What to do –
a - In the reflection on studying incarceration below, which kinds of scholars does the writer say they turned to because of the gap in the philosophical canon? List each one.
b - Translate this sentence from the reflection on studying incarceration into Spanish: "So I guess this advice is for myself as well as for others: Listen, learn, and be patient."

Source text –
Segment Open

First, I had to do my homework by reading everything I could find on the relation between slavery, racism, and incarceration. There was a striking gap in the philosophical canon on the issues, so I turned to the work of critical race scholars, geographers, political theorists, and ethnographers, as well as the memoirs and testimonies of people with a lived experience of incarceration. At a certain point, I realized that I could only learn so much from the written word; I needed to be accountable to people in prison, both for ethical reasons and also because my own knowledge was limited to an outsider’s perspective. I ended up facilitating a discussion group with men on Tennessee’s death row called REACH Coalition, and also working with activist organizations like No Exceptions Prison Collective. I have never wanted to turn my community engagement into research material for my own scholarship, but there are so many ways that this work beyond the academy has informed my philosophical analysis of prisons, both in terms of the sort of questions I ask and the range of responses that I find compelling.

Now that I’m in Kingston, I’m beginning this process from scratch again. What makes Kingston the prison capital of Canada? How does settler colonialism shape the Canadian prison system? How does Canada’s own history of slavery impact current practices of state violence? What does it mean to live and work on a former prison farm? What sort of prison activism is already happening here, and what could I contribute to these movements, given my specific capacities and limits?

So I guess this advice is for myself as well as for others: Listen, learn, and be patient. When you feel like you’re losing yourself in abstraction or spreading yourself too thinly in community engagement, return to the questions that move you and the responses that excite you, knowing that even the smallest conversations matter.

Can phenomenology help to make the world a better place? How?

Segment Closed

Extracted data –
Segment Open

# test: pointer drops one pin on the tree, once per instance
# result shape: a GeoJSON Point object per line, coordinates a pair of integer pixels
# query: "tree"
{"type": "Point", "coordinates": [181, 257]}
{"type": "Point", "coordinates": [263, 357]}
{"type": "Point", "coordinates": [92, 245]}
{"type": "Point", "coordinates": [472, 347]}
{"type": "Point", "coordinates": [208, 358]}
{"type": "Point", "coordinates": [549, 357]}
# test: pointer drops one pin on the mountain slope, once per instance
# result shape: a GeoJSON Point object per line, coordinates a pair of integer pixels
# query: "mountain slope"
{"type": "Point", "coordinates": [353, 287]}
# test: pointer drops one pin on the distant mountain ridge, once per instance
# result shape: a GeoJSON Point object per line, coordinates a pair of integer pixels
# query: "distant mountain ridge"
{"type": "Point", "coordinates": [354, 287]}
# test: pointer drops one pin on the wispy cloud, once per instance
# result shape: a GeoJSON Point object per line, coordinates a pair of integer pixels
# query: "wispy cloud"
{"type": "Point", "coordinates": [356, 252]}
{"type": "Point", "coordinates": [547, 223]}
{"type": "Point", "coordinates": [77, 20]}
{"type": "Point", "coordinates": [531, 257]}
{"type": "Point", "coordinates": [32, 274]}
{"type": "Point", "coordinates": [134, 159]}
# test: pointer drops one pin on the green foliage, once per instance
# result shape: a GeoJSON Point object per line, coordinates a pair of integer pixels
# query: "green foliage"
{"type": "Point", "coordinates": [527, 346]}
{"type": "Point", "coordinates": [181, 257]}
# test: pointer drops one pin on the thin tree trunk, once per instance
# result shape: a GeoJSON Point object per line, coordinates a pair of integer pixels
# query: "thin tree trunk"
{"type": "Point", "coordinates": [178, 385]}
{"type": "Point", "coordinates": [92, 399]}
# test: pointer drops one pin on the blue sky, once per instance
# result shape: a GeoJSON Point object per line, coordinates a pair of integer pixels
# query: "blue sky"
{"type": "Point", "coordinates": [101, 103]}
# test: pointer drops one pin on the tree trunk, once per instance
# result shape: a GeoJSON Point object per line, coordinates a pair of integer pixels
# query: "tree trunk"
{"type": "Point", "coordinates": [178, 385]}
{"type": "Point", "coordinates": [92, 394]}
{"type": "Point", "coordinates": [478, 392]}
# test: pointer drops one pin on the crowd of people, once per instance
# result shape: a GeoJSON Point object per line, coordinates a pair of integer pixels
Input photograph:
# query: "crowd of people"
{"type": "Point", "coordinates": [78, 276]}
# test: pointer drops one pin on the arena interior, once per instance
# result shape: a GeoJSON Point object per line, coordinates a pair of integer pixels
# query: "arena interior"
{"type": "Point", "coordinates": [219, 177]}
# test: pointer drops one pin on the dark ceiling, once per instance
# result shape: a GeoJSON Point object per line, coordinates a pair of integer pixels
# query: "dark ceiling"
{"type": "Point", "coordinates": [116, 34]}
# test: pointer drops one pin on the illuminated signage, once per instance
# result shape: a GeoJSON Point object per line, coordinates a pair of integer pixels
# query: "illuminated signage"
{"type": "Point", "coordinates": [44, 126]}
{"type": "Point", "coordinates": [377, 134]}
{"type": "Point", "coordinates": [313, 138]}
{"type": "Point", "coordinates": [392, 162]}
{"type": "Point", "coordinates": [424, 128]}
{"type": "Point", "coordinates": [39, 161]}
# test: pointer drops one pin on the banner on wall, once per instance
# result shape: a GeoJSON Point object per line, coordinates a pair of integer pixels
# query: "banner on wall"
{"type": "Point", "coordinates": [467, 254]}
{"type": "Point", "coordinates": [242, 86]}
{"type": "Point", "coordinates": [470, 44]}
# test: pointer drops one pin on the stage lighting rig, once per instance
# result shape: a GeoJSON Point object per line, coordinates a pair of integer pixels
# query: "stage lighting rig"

Segment Closed

Solved problems –
a -
- critical race scholars
- geographers
- political theorists
- ethnographers

b - Así que supongo que este consejo es tanto para mí como para los demás: escuchen, aprendan y tengan paciencia.